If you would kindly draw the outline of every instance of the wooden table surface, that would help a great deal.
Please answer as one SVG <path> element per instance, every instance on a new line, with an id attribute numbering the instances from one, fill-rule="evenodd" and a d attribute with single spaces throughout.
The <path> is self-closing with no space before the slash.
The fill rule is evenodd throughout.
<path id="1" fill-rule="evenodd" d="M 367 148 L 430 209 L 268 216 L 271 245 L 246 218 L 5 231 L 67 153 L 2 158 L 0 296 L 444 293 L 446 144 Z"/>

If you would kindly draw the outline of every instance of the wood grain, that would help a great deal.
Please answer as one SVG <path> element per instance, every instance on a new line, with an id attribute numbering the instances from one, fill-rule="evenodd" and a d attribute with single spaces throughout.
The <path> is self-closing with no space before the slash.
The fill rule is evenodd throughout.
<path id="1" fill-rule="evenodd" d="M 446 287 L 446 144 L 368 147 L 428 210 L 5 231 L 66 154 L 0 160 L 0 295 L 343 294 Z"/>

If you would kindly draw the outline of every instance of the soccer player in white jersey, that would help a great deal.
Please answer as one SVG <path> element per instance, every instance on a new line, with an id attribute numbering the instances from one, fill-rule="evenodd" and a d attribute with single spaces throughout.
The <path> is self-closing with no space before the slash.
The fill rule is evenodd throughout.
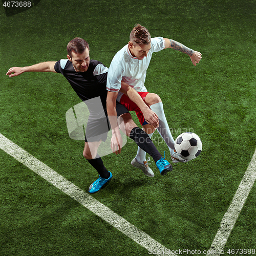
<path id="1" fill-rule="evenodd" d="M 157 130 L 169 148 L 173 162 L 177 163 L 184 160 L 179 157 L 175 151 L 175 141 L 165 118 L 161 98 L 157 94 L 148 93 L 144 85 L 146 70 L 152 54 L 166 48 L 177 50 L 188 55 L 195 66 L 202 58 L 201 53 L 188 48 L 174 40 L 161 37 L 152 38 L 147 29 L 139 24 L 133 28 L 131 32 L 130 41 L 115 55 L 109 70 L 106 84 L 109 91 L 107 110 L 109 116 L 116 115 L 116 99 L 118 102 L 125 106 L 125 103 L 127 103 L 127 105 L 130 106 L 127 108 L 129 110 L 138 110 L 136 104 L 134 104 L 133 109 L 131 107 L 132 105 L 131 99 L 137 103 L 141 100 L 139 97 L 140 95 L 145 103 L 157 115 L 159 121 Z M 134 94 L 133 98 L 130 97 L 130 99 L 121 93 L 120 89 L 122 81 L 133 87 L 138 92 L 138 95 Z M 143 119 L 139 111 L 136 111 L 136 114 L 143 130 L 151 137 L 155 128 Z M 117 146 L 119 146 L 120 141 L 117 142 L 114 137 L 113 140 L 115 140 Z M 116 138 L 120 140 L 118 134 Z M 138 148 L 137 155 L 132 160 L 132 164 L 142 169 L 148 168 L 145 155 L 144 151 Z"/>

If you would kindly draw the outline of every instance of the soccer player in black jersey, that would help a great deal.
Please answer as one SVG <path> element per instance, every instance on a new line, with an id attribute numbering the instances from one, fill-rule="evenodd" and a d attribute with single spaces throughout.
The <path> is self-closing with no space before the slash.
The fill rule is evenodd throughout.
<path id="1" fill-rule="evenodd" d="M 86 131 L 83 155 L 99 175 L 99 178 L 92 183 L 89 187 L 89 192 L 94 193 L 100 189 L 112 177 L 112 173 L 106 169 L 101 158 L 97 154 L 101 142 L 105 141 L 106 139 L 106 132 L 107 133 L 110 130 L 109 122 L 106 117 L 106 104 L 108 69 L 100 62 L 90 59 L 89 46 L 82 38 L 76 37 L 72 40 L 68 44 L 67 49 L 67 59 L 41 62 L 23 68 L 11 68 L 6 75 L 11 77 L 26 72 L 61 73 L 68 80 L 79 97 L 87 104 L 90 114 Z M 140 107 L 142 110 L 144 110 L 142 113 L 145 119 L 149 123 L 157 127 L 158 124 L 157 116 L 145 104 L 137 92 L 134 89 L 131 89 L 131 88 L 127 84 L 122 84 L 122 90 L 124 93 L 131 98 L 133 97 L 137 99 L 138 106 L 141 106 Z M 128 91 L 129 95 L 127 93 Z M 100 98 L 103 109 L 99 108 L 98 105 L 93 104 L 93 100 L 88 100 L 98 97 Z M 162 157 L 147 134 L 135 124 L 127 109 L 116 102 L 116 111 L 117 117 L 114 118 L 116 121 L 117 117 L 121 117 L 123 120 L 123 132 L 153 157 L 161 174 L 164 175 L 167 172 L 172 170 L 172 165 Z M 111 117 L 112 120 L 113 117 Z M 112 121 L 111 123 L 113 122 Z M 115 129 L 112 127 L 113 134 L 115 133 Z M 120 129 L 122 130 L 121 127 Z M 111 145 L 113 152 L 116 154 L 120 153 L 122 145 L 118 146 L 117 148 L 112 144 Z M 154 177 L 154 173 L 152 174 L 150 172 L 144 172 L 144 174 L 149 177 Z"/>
* * *
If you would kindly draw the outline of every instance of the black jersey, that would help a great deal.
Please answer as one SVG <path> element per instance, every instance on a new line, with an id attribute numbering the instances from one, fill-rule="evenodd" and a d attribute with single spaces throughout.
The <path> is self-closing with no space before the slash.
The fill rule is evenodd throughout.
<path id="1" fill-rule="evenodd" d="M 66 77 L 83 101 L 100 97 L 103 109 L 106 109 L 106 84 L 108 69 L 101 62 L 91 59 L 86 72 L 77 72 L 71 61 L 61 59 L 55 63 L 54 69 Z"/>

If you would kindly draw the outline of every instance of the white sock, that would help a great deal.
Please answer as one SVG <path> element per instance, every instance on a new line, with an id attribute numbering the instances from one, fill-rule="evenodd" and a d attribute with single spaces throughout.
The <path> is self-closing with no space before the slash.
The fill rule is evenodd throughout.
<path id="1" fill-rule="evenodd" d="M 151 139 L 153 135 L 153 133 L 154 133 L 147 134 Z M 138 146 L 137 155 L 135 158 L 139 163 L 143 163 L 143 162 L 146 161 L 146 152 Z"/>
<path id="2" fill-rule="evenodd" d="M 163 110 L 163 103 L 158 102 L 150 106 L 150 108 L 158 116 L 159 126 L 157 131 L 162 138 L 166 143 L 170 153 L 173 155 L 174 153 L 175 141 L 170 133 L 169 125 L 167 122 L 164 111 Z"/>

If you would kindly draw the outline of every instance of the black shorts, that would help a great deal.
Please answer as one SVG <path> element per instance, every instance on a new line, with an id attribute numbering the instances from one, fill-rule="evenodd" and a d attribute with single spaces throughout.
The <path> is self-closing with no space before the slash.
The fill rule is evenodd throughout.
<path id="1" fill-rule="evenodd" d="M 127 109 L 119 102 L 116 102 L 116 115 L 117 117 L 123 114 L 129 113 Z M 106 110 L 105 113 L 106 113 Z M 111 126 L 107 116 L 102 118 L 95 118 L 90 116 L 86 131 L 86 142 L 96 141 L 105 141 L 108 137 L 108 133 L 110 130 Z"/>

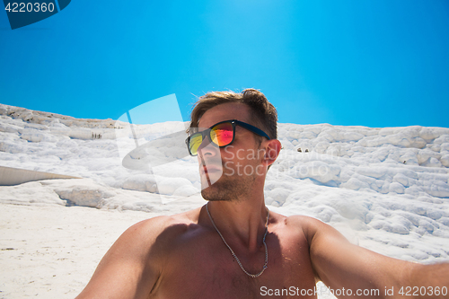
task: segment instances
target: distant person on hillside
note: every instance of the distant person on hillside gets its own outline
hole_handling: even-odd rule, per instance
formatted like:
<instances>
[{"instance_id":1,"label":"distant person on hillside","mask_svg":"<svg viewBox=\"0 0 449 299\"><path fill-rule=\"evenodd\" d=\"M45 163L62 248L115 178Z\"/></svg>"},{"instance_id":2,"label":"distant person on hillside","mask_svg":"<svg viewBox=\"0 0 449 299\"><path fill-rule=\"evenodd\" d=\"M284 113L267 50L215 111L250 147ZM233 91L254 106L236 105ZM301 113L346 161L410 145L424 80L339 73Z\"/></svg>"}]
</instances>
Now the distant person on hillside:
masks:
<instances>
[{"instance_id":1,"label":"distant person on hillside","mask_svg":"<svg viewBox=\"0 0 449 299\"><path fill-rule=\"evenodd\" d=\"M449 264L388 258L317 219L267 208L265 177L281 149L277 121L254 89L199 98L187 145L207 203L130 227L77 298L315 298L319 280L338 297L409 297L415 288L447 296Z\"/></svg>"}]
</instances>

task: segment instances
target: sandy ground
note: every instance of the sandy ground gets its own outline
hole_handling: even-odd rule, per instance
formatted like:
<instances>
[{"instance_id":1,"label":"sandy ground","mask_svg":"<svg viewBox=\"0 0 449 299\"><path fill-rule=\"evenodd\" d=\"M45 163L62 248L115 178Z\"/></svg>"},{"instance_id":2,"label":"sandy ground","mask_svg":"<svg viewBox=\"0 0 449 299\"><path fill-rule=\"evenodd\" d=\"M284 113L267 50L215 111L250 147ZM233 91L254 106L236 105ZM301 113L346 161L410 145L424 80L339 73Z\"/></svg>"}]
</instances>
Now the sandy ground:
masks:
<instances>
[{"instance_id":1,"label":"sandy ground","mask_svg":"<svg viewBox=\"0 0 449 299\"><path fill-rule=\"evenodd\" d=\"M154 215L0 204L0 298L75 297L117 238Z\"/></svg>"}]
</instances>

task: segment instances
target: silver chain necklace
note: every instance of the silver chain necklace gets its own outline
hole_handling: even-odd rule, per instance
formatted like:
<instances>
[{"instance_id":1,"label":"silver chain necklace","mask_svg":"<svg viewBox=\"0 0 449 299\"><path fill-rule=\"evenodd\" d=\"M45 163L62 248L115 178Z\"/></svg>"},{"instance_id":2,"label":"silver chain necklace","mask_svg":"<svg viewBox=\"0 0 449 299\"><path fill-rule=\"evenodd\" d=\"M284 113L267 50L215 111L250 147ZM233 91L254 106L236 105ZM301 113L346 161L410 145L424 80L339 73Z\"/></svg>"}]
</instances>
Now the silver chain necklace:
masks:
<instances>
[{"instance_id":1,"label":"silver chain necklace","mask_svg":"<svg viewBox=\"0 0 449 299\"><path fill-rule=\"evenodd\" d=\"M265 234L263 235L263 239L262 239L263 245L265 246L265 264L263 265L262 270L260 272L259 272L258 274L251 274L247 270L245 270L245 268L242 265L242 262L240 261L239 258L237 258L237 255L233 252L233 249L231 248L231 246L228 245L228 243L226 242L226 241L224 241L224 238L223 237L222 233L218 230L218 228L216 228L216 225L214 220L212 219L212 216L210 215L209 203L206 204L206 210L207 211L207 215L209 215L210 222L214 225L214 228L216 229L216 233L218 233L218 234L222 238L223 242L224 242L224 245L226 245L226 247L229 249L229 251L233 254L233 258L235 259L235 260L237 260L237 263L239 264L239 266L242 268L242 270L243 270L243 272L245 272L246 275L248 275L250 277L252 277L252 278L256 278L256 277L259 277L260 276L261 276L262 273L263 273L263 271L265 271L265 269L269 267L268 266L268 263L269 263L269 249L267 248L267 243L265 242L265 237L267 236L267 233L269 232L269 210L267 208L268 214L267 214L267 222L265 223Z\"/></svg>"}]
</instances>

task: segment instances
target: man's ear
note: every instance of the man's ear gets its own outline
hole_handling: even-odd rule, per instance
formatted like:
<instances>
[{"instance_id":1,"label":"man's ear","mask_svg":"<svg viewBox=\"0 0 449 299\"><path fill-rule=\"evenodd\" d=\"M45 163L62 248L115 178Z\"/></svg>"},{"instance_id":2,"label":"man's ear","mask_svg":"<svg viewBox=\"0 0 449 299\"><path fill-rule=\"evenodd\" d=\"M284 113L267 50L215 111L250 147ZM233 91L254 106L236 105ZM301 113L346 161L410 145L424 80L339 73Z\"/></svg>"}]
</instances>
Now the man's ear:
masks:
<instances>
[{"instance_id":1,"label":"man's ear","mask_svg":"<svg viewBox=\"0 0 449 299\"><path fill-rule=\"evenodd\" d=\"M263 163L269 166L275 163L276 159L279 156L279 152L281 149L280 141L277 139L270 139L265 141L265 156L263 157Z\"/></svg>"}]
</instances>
--
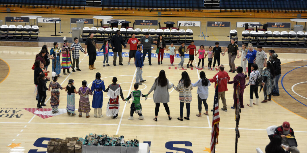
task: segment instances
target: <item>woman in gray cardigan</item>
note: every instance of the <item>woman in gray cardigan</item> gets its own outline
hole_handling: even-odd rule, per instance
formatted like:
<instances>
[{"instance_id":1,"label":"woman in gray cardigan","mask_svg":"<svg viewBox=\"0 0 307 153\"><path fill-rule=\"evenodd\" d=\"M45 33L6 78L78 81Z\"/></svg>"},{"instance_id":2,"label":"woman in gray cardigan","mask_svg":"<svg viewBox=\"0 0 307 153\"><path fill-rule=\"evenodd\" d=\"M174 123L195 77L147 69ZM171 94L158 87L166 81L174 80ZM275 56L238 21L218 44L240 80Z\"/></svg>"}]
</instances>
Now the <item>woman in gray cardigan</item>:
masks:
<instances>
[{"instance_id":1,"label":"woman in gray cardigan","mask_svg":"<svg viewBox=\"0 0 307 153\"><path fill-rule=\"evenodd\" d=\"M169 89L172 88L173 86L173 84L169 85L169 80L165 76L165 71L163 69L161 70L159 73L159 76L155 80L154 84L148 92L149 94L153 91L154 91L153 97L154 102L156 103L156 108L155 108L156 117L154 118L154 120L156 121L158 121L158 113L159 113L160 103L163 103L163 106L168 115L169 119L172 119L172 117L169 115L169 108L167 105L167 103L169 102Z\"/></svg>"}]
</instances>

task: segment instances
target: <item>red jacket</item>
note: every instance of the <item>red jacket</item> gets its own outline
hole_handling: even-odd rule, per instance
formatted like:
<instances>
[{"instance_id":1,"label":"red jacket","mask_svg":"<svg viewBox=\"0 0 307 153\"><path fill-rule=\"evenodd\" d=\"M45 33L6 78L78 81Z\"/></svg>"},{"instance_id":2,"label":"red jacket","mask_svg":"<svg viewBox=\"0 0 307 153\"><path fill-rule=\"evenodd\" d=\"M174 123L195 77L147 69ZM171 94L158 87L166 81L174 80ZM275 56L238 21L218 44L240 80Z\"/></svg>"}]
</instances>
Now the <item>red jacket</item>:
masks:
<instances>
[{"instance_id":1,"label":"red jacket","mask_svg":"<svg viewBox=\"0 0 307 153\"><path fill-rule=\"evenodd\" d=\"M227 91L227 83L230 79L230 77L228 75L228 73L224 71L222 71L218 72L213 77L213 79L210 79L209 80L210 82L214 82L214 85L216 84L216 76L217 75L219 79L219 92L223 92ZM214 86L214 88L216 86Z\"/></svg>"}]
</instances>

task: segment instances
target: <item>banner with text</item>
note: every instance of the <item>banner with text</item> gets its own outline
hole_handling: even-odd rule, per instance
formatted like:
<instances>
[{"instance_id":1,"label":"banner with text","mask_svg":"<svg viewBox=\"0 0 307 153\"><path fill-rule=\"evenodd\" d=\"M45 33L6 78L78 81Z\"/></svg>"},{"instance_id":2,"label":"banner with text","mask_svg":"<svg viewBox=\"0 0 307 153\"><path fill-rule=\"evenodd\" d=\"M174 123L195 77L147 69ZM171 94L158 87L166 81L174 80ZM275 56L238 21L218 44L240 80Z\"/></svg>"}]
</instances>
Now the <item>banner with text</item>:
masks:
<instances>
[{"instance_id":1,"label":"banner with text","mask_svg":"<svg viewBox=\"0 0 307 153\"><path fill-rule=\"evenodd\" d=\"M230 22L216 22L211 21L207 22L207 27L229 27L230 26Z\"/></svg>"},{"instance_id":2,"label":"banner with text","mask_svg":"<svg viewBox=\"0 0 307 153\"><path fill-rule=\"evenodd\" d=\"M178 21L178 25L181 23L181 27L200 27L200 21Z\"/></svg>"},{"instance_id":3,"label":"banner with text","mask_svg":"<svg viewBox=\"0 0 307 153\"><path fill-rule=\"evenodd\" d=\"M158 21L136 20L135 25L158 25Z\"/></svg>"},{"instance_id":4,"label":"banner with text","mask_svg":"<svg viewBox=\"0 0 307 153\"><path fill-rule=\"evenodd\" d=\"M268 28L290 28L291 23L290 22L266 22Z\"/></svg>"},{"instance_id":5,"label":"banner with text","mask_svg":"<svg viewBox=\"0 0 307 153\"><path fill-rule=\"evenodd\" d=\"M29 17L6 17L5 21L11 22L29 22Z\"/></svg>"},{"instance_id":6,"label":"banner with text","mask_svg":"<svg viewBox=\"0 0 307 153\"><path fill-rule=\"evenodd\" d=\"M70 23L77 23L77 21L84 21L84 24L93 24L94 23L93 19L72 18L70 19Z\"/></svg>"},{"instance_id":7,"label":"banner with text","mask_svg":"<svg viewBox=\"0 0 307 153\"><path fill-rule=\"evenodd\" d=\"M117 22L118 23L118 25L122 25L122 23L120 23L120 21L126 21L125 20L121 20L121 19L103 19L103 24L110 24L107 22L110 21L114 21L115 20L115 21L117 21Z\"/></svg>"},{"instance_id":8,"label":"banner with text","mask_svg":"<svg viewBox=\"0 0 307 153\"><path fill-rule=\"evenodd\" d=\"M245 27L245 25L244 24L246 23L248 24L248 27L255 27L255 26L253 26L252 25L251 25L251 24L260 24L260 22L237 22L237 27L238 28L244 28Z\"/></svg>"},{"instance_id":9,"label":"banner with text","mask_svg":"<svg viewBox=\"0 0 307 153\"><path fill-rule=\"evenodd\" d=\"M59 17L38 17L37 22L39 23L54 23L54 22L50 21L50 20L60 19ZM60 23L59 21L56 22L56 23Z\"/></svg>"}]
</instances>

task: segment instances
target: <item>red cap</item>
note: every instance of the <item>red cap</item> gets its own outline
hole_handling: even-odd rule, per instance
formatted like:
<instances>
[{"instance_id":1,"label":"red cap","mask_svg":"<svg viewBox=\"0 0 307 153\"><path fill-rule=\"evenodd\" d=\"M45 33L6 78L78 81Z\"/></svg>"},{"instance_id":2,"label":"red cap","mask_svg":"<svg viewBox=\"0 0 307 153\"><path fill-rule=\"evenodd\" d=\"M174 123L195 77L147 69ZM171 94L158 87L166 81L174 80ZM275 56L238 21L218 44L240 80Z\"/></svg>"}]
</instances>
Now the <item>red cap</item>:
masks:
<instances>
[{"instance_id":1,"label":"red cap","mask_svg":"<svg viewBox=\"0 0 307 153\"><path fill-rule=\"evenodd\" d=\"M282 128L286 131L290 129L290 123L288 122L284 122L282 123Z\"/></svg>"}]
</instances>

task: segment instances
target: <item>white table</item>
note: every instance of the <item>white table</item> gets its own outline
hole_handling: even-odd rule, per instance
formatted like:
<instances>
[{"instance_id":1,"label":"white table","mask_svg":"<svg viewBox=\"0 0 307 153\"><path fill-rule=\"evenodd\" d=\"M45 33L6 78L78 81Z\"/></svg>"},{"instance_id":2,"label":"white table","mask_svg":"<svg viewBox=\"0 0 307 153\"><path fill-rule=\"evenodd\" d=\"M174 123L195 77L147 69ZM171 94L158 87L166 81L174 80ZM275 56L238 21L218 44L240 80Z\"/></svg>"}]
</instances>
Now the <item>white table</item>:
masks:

→ **Short exercise**:
Transcribe everything from the line containing "surface, that would help a great deal." down to the line containing "367 148 L 430", both of those lines included.

→ **Correct output**:
If you would kindly draw the outline of every instance of the wooden table surface, that would help a great deal.
Please answer as one SVG <path> element per instance, every instance on a new line, with an id attribute numbering the instances from one, fill-rule="evenodd" and a d attribute with single spaces throughout.
The <path> is self-closing with no space before the slash.
The fill rule is evenodd throughout.
<path id="1" fill-rule="evenodd" d="M 367 148 L 430 209 L 268 216 L 271 245 L 246 218 L 5 231 L 67 153 L 2 158 L 0 296 L 444 293 L 446 144 Z"/>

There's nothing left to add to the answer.